**Exercise instructions**
Copy the listing below again, starting at the line with "Target: white stripe on shorts" and running through the end of the listing, with nothing skipped. Add -107 to every coordinate number in the answers.

(Dataset items)
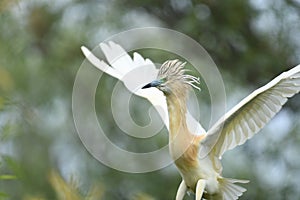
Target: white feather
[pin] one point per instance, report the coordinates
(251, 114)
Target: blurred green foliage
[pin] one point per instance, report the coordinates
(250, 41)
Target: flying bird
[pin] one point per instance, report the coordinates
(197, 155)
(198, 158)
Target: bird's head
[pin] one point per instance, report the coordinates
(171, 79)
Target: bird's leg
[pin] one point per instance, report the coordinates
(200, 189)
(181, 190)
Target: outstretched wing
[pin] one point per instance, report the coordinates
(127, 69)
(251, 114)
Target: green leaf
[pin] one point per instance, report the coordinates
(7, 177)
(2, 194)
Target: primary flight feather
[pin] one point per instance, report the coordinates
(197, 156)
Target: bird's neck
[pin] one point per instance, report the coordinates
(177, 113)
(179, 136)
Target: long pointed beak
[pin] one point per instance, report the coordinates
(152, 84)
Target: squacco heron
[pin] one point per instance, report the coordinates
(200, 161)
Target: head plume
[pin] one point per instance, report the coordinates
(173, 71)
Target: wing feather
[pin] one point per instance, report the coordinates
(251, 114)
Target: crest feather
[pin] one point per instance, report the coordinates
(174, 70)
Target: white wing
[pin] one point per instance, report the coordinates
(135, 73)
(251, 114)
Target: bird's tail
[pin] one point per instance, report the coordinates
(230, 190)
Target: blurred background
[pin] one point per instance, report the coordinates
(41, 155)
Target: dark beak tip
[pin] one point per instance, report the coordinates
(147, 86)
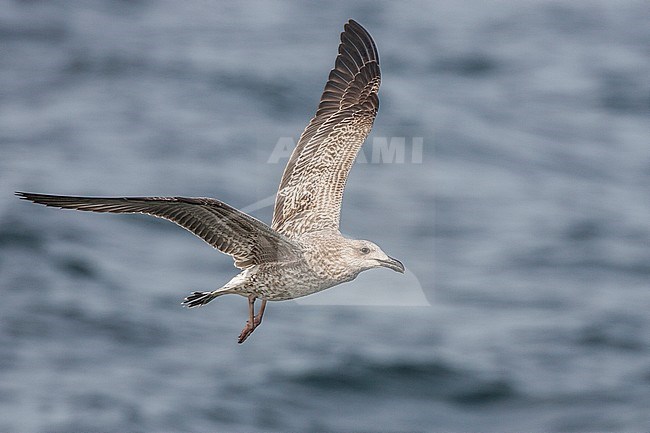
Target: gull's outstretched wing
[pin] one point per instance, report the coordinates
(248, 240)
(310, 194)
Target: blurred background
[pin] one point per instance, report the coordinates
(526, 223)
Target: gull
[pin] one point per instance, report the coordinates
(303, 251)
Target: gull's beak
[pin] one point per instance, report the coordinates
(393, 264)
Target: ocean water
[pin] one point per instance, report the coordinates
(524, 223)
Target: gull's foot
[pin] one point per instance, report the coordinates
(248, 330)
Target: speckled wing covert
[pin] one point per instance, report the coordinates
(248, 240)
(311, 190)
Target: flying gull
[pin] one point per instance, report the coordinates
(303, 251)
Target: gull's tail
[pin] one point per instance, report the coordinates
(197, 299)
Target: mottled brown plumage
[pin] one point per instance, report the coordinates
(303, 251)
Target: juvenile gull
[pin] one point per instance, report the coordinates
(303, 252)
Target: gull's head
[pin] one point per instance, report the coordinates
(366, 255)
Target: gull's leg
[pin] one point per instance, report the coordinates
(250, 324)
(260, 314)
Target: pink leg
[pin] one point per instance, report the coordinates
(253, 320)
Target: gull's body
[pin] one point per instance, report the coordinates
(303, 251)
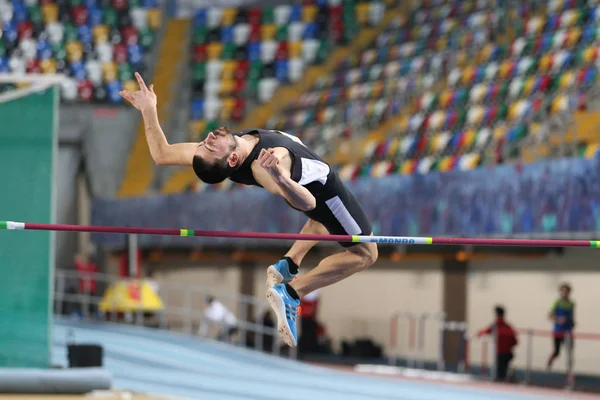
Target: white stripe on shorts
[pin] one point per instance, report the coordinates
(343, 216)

**Result of the task**
Target: white stripe on shorts
[pin] one point per instance, report the coordinates
(236, 109)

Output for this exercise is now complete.